BEGIN Given text

# A Novel Single-Test Approach for GDM Diagnosis: Identification and Prediction of High-Risk Postprandial Hyperglycemia

**Authors:** Hao Wu, Danqing Chen, Xue Li, Menglin Zhou, Qi Wu

PMC · DOI: 10.3390/metabo16010027 · 2025-12-25

## TL;DR

This study introduces a new method to predict high-risk post-meal blood sugar in pregnant women using fasting blood tests, potentially replacing the current time-consuming glucose test.

## Contribution

A novel fasting metabolite-based model for early prediction of postprandial hyperglycemia in gestational diabetes.

## Key findings

- Incorporating amino acids and traditional predictors improved prediction accuracy from 78.2% to 91.1%.
- A practical nomogram was developed for clinical risk assessment of postprandial hyperglycemia.
- The model may reduce reliance on the oral glucose tolerance test in clinical practice.

END Given text

• _Required work_: Retype the portion of the gestational diabetes summary that begins at the words "PMC · DOI: 10.3390/metabo16010027" and stops after the words "in gestational diabetes.". The rows that follow are separate material with no connection to the gestational diabetes summary.

BEGIN Data under study

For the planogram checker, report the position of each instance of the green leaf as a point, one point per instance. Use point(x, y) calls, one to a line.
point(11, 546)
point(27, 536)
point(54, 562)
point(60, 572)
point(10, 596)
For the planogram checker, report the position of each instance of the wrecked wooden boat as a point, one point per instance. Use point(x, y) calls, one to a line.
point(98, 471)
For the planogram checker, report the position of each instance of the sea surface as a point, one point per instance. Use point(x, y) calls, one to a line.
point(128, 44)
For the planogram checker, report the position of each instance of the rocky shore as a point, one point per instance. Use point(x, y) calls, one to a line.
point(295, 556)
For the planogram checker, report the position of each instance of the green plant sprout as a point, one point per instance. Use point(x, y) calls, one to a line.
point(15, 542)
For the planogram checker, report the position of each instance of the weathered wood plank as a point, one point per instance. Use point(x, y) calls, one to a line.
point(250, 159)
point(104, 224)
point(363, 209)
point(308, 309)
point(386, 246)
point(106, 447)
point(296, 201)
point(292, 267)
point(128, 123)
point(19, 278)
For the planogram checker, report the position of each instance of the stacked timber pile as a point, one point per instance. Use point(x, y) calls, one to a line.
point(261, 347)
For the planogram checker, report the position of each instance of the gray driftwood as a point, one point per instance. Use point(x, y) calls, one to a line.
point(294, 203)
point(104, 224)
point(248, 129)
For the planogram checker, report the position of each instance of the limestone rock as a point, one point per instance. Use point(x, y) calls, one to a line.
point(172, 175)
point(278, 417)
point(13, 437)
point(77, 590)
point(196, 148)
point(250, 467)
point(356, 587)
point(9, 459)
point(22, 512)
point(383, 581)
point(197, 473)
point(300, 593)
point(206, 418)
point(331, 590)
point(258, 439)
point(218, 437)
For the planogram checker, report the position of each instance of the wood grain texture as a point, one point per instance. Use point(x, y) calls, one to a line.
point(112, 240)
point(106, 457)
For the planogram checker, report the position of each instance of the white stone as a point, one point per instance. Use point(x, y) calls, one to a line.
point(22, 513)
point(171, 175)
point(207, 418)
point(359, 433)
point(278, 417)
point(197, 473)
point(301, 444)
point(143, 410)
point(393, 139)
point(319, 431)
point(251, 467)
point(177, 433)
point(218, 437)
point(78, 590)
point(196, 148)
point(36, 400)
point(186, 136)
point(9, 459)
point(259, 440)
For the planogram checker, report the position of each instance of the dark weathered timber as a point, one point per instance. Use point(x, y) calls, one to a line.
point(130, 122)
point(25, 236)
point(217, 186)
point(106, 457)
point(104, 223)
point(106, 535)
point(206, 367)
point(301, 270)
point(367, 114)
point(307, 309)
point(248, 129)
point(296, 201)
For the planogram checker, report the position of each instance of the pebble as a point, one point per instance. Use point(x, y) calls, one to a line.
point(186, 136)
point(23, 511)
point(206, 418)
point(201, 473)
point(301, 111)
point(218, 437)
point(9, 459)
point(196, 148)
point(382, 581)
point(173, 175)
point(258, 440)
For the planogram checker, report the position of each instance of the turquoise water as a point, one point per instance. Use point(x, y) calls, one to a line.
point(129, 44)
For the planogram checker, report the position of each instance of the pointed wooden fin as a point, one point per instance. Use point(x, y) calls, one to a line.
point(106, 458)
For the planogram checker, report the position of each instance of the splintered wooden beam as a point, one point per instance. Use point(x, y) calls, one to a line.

END Data under study

• _Written answer_:
PMC · DOI: 10.3390/metabo16010027 · 2025-12-25

## TL;DR

This study introduces a new method to predict high-risk post-meal blood sugar in pregnant women using fasting blood tests, potentially replacing the current time-consuming glucose test.

## Contribution

A novel fasting metabolite-based model for early prediction of postprandial hyperglycemia in gestational diabetes.